- What you need to do:
a) In the Toronto-or-Calgary thread, rewrite the paragraph that begins "i am a psychology graduate" as a short list that keeps its main facts.
b) Write out word for word the stretch of the Toronto-or-Calgary thread from "How different is" through "Is calgary similar?".

*** Text segment ***

# Toronto or Calgary for single parent?



## sambosue (Nov 13, 2012)

Hi, im planning on moving around march next year from ireland. I am a 29 yr old single parent and am torn at the minute whether i should choose toronto or calgary??

i have been to toronto several times and love the city. i know a few people there but not very well, but i know no one in calgary and have never been. my spark of interest in calgary comes from an expo i attented and was given lots of information on calgary and since have been looking into it.

How different is life in calgary from toronto, and any sugestions where would be best to settle with my daughter (aged 9). I like toronto because it has lots going on and lots to do, but also maitains the laid back atmosphere without the hustle and bustle. Is calgary similar?

Thanks.


----------



## Auld Yin (Mar 10, 2009)

What type of visa do/would you have?
You say you have contacts in Toronto but none in Calgary. The Toronto situation would make settling much easier for you.
Calgary is a nice, vibrant and very prosperous city. You can actually be in the Rocky Mountains within a two hour drive.
What do you do for a living?


----------



## sambosue (Nov 13, 2012)

im going on the canadian experience visa for 2 yrs. then im hoping to apply for permanent residence based on a yr in skilled employment.

i am a psychology graduate, from speaking to several sources, there would be appropriate work in both cities for me to get the experience needed to apply for permanent residence at the later date. I have heard Calgary generally has more job opportunities and more competitive wages. though from research on there are varying opinions on social life in calgary.

I ideally want a variety of activities for both myself and my daughter, with a good social atmosphere. im aware there are pros and cons to both cities, is it true that summers in toronto tend to have more to do but not so much in the winter? i have heard its the opposite in calgary. its all very confusing! The rockies of course are a great advantage to me, but not sure if thats enough to choose calgary.... 

Is there much difference in schools, as this could be a deciding factor for me


----------



## Auld Yin (Mar 10, 2009)

sambosue said:


> im going on the canadian experience visa for 2 yrs. then im hoping to apply for permanent residence based on a yr in skilled employment.

*** Stored records ***

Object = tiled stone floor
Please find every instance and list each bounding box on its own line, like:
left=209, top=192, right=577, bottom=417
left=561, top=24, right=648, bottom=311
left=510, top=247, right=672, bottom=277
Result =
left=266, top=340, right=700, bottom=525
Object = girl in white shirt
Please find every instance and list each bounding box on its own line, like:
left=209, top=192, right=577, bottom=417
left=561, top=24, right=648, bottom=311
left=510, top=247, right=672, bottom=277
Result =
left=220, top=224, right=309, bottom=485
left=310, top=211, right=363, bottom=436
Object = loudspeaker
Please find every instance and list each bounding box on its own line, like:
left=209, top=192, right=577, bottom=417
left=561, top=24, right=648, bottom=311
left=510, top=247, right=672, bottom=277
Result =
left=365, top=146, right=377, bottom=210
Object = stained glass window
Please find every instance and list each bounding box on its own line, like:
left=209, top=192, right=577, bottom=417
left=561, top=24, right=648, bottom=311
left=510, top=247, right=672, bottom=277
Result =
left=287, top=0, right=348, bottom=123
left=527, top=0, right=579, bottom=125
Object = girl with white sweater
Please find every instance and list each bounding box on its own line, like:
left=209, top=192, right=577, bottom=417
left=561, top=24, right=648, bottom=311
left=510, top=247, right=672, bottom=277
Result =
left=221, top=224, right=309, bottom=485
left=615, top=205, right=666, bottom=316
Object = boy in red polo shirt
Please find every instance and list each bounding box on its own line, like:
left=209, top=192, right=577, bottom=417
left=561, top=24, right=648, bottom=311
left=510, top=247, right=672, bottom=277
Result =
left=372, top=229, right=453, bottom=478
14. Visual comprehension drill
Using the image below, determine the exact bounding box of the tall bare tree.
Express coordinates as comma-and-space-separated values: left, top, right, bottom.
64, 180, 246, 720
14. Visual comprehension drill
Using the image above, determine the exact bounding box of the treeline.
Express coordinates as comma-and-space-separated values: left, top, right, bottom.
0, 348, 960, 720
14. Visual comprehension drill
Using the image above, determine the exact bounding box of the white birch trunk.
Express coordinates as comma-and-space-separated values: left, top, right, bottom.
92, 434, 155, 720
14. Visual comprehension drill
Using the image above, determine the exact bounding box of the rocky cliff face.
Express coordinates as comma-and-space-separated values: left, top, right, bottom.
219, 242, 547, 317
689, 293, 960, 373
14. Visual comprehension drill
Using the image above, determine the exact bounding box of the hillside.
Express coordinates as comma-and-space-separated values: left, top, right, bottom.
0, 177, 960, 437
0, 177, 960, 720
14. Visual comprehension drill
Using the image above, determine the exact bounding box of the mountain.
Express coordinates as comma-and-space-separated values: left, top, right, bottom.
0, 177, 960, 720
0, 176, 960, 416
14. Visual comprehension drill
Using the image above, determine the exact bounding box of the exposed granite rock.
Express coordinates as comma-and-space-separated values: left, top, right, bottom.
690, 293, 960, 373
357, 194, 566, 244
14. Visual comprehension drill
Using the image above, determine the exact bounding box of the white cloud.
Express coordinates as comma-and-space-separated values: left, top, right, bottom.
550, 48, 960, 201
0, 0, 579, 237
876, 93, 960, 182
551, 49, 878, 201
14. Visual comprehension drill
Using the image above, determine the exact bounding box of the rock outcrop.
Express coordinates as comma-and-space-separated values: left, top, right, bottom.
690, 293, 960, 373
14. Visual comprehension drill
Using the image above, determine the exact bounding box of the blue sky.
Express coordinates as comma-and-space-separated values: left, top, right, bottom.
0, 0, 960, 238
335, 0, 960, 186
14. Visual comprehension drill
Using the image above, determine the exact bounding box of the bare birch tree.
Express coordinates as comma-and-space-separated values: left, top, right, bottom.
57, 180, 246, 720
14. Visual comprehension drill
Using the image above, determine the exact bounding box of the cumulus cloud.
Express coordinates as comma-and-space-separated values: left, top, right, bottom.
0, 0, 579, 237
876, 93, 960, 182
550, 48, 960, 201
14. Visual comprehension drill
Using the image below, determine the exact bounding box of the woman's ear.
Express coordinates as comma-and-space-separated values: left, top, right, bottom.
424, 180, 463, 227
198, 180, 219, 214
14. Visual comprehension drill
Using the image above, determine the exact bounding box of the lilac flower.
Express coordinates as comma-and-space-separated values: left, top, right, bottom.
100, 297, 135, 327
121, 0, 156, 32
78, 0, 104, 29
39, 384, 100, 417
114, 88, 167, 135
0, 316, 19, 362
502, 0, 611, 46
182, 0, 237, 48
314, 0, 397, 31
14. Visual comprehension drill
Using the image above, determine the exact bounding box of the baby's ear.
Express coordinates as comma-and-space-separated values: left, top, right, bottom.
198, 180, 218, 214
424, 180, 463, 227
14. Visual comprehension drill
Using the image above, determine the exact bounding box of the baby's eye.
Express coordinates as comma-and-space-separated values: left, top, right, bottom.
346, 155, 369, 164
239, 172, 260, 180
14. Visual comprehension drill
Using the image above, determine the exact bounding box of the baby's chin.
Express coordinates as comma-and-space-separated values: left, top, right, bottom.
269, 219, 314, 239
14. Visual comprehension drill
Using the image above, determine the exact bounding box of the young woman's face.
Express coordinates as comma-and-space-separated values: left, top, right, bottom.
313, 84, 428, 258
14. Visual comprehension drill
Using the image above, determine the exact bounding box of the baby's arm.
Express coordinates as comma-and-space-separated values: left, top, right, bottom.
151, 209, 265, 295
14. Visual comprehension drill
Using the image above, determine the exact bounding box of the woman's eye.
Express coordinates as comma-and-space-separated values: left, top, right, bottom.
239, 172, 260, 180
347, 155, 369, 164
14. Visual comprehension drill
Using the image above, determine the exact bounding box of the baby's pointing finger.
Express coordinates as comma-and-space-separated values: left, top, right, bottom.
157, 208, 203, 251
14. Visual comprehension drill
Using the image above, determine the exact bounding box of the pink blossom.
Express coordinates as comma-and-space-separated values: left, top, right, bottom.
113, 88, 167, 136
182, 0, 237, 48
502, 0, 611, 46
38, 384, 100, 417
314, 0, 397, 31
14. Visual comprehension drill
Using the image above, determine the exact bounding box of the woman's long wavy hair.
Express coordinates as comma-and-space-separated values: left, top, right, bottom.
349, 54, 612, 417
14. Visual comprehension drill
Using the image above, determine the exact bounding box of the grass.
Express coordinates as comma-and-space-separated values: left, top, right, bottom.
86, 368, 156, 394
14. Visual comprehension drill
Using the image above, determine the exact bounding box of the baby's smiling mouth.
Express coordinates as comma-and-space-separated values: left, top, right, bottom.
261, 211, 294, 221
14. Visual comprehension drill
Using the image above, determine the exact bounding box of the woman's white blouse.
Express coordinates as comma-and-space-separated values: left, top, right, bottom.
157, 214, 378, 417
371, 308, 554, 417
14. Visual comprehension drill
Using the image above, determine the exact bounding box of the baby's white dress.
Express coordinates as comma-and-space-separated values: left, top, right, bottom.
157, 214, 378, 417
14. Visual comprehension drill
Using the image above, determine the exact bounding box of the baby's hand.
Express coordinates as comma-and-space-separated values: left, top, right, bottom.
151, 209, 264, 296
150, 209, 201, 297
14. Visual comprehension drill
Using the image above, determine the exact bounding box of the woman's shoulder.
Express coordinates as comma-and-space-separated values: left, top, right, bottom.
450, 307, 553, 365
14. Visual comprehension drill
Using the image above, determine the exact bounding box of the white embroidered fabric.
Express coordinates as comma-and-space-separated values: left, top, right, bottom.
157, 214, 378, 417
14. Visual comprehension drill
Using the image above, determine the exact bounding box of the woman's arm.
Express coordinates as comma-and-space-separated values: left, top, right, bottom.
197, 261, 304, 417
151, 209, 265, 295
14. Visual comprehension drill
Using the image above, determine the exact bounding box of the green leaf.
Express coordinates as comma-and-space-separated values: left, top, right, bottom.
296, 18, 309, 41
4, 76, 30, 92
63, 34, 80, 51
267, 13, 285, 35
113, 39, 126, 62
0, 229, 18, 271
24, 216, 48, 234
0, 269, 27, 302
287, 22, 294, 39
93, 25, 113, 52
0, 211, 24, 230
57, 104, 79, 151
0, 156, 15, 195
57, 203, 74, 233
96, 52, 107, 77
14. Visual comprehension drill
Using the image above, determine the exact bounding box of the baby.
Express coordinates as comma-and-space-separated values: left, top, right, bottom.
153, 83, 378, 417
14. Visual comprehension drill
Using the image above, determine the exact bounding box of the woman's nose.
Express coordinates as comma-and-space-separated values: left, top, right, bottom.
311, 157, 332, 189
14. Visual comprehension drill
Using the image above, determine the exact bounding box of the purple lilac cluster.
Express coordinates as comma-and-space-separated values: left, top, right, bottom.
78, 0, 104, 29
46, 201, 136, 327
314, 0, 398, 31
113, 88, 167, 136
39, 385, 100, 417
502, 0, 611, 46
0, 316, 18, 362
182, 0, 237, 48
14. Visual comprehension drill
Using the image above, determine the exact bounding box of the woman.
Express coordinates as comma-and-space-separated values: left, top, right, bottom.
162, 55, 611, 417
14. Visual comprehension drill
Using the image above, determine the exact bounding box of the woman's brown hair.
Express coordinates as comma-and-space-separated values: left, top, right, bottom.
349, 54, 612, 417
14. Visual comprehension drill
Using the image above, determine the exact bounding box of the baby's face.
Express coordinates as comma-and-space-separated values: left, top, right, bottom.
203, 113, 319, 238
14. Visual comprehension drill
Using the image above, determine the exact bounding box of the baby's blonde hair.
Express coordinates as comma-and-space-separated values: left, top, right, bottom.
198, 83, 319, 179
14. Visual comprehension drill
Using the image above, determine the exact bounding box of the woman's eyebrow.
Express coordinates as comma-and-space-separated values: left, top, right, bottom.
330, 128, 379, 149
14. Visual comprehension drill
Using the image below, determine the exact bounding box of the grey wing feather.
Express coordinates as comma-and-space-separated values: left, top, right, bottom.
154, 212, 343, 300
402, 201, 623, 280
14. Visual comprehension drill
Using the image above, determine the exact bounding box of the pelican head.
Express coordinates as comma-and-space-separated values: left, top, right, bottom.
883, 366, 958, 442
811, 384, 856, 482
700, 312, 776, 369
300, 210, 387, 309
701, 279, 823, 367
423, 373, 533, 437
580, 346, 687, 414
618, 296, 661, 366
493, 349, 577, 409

***

- Answers for the tasks:
a)
- The poster has a psychology degree.
- Several sources say both cities have suitable work for gaining the experience needed to apply later for permanent residence.
- Calgary reportedly has more job openings and more competitive pay.
- Opinions vary on the social life in Calgary.

b)
How different is life in calgary from toronto, and any sugestions where would be best to settle with my daughter (aged 9). I like toronto because it has lots going on and lots to do, but also maitains the laid back atmosphere without the hustle and bustle. Is calgary similar?